*** Begin section ***

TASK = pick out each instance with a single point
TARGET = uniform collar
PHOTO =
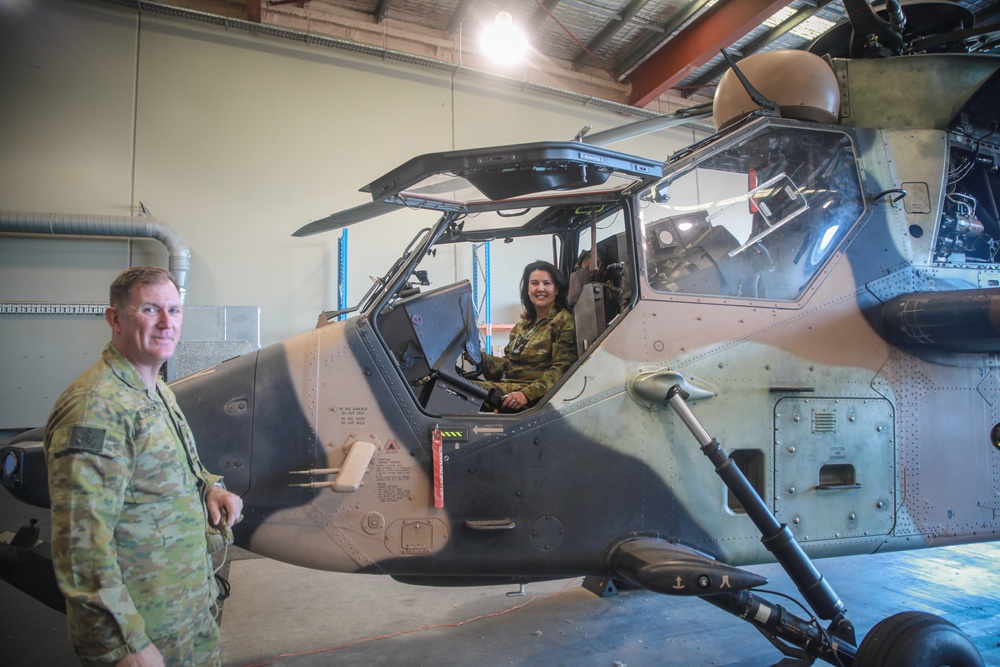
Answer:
(125, 371)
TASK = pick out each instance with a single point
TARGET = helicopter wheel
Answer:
(916, 639)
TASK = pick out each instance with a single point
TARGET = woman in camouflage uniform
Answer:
(542, 345)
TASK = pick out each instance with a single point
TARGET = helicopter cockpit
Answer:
(555, 199)
(754, 216)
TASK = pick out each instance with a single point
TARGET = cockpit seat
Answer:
(594, 309)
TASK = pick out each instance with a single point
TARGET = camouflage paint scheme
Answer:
(550, 492)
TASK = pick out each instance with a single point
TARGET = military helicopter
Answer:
(800, 296)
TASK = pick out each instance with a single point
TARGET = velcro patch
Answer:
(149, 410)
(86, 439)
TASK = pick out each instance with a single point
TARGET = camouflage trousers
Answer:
(197, 648)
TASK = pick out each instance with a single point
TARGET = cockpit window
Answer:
(756, 218)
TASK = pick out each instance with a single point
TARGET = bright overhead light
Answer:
(502, 41)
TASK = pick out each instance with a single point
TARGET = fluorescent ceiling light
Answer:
(502, 41)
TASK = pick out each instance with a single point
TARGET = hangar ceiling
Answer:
(646, 55)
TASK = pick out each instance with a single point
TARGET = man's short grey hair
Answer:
(120, 294)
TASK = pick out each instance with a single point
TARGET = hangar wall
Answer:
(234, 140)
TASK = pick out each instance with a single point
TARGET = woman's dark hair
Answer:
(562, 288)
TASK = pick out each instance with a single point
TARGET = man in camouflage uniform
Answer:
(131, 501)
(542, 344)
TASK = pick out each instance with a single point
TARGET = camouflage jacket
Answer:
(128, 512)
(535, 358)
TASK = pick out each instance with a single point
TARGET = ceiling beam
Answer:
(650, 44)
(253, 10)
(381, 10)
(609, 31)
(707, 78)
(694, 46)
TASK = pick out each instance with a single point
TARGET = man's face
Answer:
(146, 330)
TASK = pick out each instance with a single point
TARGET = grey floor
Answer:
(292, 617)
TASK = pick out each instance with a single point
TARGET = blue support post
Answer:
(482, 306)
(342, 273)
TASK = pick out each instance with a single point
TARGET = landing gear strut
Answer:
(913, 639)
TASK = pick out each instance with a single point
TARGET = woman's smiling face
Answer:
(542, 291)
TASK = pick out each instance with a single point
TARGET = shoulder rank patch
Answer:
(149, 410)
(86, 439)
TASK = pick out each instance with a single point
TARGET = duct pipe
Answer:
(179, 262)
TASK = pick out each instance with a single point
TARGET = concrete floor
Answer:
(287, 616)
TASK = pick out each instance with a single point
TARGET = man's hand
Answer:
(147, 657)
(219, 501)
(515, 400)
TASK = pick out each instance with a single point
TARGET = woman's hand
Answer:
(515, 400)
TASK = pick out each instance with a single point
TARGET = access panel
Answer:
(834, 466)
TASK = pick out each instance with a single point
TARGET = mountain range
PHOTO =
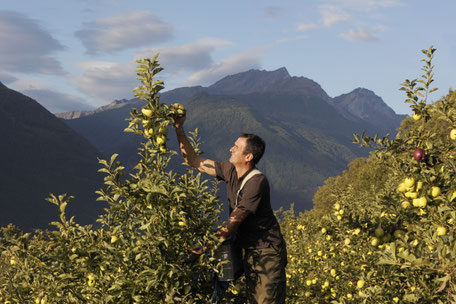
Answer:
(308, 133)
(308, 139)
(41, 155)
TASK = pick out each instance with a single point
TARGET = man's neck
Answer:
(242, 169)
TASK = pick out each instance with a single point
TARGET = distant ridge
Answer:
(363, 104)
(249, 81)
(308, 133)
(77, 114)
(40, 155)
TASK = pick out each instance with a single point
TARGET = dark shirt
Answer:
(260, 228)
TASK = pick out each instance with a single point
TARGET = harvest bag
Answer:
(228, 252)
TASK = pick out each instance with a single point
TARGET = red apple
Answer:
(419, 154)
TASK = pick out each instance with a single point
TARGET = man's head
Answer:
(247, 148)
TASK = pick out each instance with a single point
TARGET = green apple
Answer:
(453, 134)
(441, 230)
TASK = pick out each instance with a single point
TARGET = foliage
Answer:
(384, 231)
(139, 252)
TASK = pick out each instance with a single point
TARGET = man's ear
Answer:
(249, 157)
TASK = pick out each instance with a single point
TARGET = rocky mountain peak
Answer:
(249, 81)
(364, 104)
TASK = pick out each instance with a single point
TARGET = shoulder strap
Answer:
(249, 176)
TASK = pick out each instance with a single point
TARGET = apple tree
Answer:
(140, 249)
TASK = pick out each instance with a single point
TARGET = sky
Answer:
(81, 54)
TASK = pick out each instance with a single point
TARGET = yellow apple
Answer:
(405, 204)
(453, 134)
(146, 112)
(161, 139)
(360, 284)
(409, 182)
(435, 191)
(441, 230)
(419, 185)
(401, 187)
(416, 116)
(379, 232)
(163, 130)
(422, 202)
(375, 241)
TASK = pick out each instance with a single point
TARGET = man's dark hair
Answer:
(255, 145)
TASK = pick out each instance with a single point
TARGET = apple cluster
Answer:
(155, 123)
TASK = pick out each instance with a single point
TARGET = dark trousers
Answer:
(265, 274)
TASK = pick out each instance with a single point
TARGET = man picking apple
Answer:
(251, 221)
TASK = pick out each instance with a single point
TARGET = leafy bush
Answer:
(140, 251)
(384, 231)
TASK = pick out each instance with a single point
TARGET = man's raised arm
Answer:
(191, 158)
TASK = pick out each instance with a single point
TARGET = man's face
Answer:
(237, 151)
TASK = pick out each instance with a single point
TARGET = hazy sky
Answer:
(80, 54)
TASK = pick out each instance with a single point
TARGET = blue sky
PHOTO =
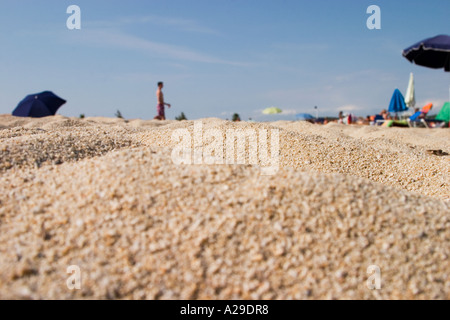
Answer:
(218, 57)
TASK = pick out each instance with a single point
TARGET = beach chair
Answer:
(418, 118)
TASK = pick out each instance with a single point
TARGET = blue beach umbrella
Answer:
(397, 102)
(432, 53)
(39, 105)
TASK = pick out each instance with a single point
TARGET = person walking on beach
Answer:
(161, 104)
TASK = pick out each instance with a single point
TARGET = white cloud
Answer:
(290, 112)
(186, 25)
(119, 39)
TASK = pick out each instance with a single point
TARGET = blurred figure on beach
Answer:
(161, 104)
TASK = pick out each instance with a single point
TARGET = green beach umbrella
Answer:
(272, 110)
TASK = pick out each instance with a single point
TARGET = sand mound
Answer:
(29, 148)
(372, 154)
(139, 226)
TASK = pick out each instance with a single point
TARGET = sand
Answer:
(105, 195)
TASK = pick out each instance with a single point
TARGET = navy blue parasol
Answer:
(432, 53)
(39, 105)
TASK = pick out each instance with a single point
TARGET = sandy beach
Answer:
(104, 194)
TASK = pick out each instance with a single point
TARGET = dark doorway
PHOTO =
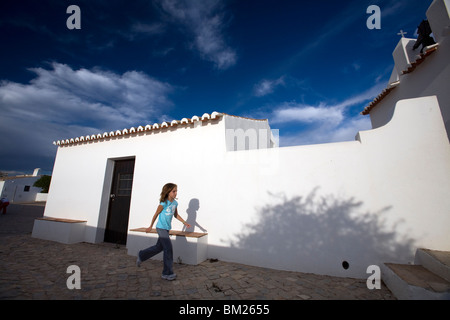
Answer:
(119, 202)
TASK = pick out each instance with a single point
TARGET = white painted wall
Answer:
(305, 208)
(308, 209)
(13, 188)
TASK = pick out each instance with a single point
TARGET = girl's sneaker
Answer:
(169, 277)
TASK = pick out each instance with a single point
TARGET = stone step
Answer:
(436, 261)
(411, 282)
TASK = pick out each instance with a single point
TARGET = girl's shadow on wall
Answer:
(194, 205)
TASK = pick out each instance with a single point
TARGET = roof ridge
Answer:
(205, 117)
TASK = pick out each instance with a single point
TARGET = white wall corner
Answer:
(404, 55)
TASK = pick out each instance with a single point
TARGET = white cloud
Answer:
(267, 86)
(64, 103)
(325, 122)
(202, 20)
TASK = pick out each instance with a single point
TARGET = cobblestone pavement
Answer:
(37, 269)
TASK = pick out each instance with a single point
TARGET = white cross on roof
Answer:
(402, 33)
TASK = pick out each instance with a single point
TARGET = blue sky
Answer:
(309, 67)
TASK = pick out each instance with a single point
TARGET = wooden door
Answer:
(119, 202)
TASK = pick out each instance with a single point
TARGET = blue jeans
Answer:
(163, 244)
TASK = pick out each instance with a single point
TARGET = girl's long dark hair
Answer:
(166, 190)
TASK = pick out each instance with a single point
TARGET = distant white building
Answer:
(19, 189)
(327, 209)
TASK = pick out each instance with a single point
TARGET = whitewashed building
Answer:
(20, 189)
(328, 209)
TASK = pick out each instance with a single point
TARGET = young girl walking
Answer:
(166, 210)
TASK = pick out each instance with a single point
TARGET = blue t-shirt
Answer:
(165, 217)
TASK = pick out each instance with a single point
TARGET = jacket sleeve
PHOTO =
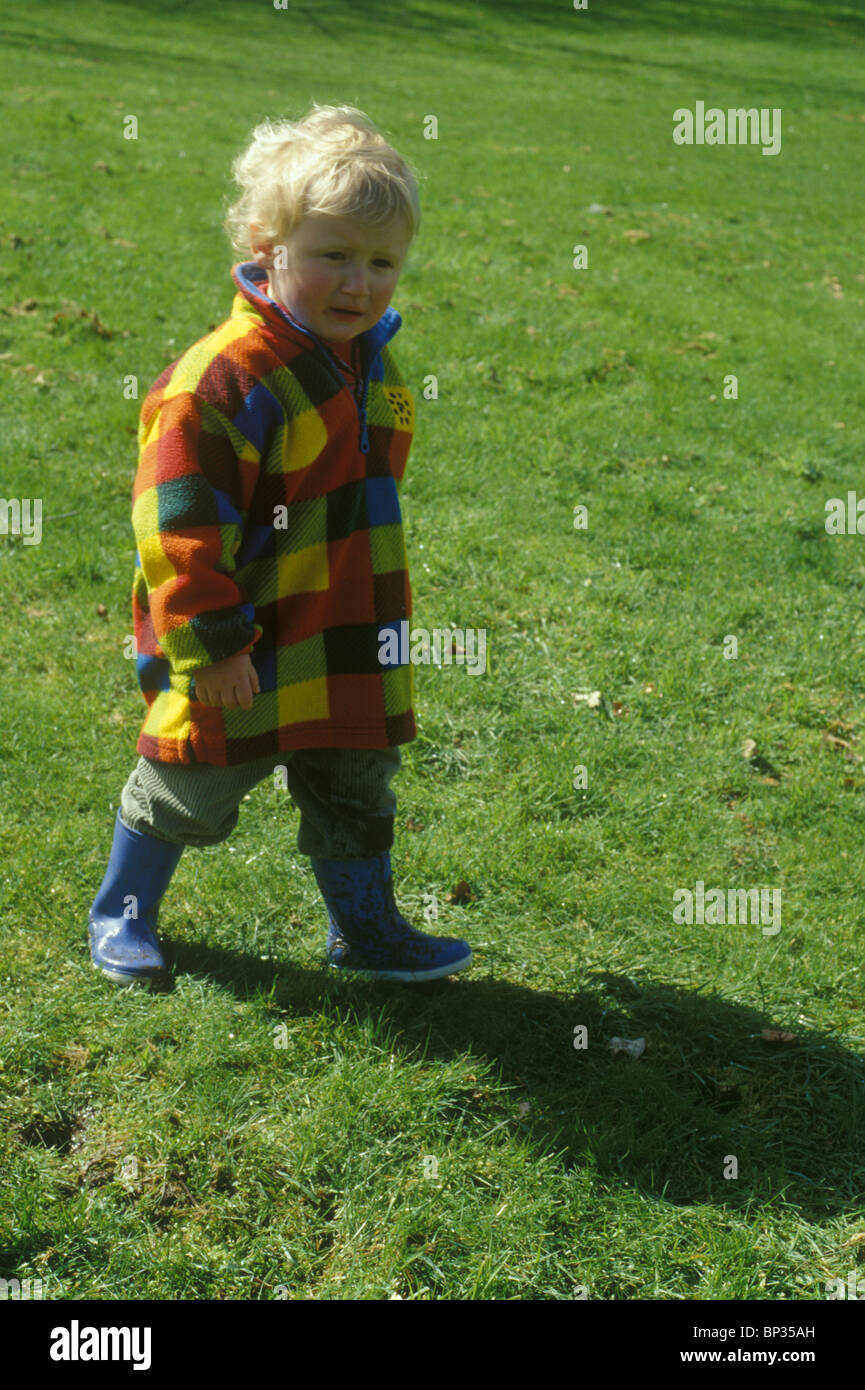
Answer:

*** End section ***

EXERCISE:
Check each line of the records for the word "woman" and extract those that contain it.

WRITTEN SOLUTION:
TARGET = woman in camouflage uniform
TARGET = woman's dark hair
TARGET = woman's smiling face
TARGET = woman's hand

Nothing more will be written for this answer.